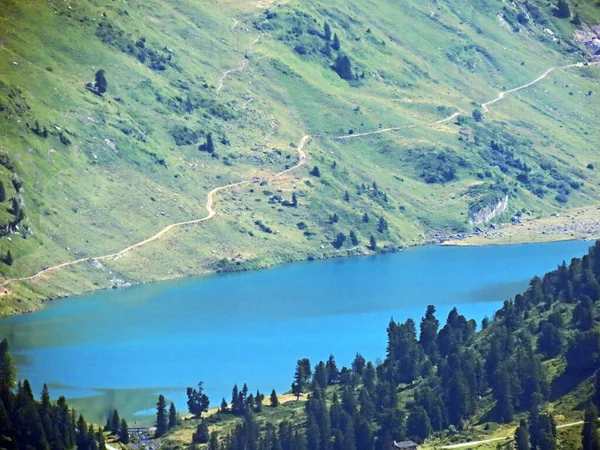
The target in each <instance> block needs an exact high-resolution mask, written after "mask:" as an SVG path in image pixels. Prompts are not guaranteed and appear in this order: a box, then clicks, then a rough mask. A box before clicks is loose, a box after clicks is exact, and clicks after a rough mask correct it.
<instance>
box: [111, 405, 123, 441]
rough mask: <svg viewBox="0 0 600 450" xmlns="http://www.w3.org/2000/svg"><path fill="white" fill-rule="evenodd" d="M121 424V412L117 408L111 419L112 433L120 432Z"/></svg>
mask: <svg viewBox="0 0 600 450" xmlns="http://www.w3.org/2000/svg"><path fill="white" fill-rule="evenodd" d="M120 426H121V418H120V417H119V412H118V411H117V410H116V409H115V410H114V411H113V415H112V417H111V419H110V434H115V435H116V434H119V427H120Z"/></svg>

* * *

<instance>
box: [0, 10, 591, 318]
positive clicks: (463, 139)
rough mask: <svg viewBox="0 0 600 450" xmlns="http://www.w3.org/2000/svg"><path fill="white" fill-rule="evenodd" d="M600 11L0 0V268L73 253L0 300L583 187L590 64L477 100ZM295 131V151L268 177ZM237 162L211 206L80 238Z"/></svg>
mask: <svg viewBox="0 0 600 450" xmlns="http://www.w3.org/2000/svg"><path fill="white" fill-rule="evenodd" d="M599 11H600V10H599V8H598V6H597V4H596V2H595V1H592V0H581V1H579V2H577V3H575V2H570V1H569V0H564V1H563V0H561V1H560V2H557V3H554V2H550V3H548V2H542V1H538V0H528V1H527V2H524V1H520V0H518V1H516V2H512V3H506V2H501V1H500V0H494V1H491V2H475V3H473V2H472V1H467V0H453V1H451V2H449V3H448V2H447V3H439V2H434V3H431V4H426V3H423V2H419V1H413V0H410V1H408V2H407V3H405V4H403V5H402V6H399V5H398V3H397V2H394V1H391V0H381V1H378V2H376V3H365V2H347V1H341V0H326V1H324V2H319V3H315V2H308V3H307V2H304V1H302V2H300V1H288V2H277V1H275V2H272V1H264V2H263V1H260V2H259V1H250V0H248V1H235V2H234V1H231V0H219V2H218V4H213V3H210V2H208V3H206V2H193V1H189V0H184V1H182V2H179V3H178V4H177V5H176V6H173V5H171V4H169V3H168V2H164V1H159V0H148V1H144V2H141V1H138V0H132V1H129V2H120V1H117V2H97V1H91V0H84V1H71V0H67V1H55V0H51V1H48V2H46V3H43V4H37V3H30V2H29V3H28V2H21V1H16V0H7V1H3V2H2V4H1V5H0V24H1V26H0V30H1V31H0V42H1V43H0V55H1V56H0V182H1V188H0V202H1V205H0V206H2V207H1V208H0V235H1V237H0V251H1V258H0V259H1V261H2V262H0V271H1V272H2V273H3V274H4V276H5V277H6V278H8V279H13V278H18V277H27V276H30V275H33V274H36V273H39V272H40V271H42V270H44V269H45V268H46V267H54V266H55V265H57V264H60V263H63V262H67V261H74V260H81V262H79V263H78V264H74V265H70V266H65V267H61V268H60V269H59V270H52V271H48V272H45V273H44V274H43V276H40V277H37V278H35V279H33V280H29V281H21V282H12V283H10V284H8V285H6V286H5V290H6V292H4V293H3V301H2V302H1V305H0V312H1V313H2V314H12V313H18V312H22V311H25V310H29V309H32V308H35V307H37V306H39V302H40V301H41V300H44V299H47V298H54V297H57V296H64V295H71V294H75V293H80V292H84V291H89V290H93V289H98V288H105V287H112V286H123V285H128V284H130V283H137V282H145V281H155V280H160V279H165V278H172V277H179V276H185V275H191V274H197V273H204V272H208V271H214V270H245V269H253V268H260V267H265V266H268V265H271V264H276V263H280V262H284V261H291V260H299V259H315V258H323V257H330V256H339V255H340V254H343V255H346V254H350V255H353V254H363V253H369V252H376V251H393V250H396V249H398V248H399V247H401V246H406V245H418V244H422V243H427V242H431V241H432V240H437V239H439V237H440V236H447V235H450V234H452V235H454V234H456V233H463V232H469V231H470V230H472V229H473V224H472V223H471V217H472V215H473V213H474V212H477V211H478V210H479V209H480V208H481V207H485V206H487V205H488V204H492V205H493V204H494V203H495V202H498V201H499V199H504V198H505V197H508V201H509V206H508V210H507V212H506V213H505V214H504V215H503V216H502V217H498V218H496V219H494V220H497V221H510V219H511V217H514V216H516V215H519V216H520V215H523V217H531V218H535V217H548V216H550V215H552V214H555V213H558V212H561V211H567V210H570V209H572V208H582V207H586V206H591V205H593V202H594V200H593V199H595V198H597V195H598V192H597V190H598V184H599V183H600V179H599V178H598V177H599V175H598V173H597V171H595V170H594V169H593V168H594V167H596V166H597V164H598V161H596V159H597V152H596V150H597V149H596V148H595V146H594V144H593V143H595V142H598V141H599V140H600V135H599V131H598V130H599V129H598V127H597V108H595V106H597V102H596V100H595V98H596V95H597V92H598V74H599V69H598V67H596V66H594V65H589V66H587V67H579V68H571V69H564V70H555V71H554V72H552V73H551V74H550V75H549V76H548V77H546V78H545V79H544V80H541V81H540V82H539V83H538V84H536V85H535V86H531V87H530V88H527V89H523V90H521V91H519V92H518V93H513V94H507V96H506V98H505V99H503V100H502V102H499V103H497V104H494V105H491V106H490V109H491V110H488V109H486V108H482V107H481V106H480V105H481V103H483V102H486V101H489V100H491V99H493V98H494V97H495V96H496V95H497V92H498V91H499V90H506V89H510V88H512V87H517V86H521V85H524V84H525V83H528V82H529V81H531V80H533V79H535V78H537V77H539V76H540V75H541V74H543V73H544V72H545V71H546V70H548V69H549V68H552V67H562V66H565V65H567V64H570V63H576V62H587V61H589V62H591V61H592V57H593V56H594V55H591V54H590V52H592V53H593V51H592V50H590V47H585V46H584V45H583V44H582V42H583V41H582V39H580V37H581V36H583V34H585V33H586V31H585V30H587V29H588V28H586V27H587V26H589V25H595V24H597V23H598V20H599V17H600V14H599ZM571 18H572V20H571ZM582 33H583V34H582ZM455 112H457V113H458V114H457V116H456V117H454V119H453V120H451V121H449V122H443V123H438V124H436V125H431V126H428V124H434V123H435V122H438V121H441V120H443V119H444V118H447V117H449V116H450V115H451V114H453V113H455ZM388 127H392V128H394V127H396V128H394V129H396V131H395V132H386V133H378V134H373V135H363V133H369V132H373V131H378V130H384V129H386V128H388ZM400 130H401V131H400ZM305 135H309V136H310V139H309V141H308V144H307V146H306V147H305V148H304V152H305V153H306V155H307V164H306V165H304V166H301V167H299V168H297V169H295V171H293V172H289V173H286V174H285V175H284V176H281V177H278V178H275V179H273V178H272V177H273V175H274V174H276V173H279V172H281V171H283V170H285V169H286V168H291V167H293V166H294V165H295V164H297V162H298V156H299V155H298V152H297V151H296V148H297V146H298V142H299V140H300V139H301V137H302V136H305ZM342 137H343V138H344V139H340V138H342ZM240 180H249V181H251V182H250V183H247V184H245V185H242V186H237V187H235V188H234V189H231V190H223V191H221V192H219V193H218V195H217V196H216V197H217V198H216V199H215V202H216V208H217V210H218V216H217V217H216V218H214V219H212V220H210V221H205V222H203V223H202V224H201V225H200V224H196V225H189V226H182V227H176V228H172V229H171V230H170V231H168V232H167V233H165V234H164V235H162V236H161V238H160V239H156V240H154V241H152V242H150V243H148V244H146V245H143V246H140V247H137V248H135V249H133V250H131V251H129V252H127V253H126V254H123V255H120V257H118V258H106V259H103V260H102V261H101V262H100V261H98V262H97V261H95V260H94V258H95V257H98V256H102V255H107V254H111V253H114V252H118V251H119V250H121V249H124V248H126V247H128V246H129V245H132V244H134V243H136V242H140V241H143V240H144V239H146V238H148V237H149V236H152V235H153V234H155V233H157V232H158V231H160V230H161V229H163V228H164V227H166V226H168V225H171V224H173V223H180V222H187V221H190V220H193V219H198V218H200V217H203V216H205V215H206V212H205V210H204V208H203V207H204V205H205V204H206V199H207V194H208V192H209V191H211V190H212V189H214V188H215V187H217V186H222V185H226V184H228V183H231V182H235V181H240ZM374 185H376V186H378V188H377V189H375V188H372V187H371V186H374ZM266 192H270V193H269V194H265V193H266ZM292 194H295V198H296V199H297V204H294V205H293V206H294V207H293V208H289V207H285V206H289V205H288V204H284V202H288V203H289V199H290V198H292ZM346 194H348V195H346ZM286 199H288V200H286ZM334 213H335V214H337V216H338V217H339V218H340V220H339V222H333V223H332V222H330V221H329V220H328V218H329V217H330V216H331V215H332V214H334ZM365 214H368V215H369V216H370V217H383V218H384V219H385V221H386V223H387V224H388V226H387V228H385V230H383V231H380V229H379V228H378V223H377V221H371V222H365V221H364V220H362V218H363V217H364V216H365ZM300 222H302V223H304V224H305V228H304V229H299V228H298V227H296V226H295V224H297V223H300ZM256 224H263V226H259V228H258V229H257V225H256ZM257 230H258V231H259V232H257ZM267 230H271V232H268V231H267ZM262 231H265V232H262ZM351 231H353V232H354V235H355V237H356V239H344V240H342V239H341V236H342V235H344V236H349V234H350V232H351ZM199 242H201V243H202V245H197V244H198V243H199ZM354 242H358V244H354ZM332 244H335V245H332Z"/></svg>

---

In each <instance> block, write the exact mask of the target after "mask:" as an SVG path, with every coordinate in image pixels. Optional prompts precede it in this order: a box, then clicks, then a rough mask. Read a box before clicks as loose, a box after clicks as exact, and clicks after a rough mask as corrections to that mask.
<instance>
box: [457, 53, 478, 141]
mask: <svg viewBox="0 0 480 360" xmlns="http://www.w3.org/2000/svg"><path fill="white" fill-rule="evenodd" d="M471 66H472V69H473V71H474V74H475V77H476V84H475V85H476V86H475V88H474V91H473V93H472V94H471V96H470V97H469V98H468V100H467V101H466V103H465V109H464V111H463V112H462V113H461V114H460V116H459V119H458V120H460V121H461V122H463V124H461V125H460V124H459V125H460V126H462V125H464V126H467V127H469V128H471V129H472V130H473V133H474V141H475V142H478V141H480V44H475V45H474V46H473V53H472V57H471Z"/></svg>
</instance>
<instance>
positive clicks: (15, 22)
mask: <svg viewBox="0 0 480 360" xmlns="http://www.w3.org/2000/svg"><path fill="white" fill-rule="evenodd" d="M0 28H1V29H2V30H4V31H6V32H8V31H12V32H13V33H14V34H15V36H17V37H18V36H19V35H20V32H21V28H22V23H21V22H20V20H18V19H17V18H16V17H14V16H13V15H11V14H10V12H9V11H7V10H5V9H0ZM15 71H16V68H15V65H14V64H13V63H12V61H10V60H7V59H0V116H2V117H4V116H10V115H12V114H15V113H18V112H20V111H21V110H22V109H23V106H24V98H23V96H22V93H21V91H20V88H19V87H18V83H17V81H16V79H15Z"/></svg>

*INSTRUCTIONS FOR THE TASK:* Reproduce the part that opens with the line containing "In each <instance> block, write" and closes with the line containing "box: [457, 53, 478, 141]", replacing "target" with "object" and leaving everything else unchanged.

*ANSWER TO THIS PROBLEM:*
In each <instance> block, write the exact mask of the object after "mask:" as an SVG path, with every coordinate in image pixels. Optional prompts precede it in this order: a box, then clicks, then a rough mask. Read a box before clicks as loose, a box after clicks as exact, and clicks after a rough mask as corrections to that mask.
<instance>
box: [457, 53, 478, 141]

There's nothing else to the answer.